WHAT IS EXPECTED: Set out the material below as a numbered list, one line per item, skipping blank lines and leaving out the picture.
┌─ DATA FOR THIS TASK
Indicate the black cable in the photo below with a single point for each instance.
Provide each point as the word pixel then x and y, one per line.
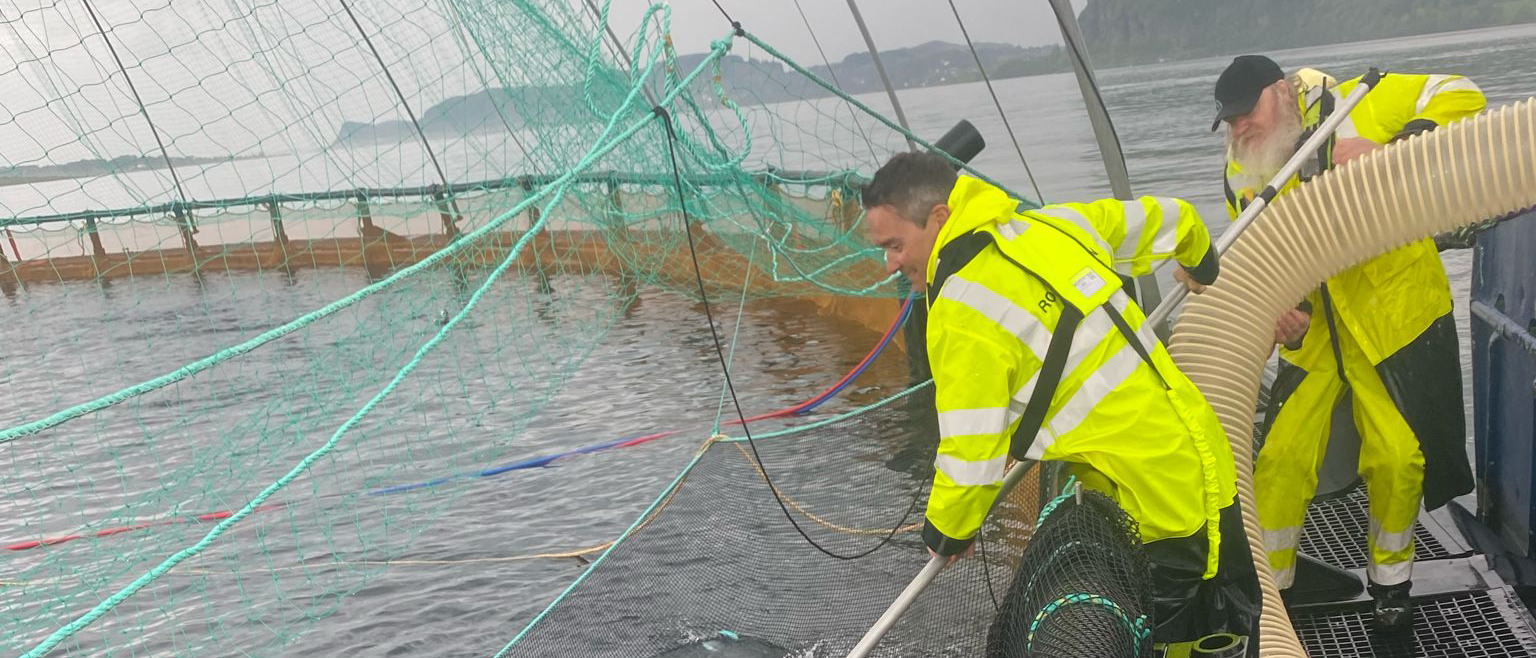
pixel 398 94
pixel 833 74
pixel 142 109
pixel 719 351
pixel 1094 86
pixel 985 79
pixel 728 20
└─
SOLUTION BELOW:
1. Indicate the black cable in the photo below with a single point for each instance.
2. Provide each point as the word pixel then x and y, one per line.
3. pixel 398 94
4. pixel 833 74
5. pixel 142 109
6. pixel 719 351
7. pixel 1094 86
8. pixel 985 79
9. pixel 728 20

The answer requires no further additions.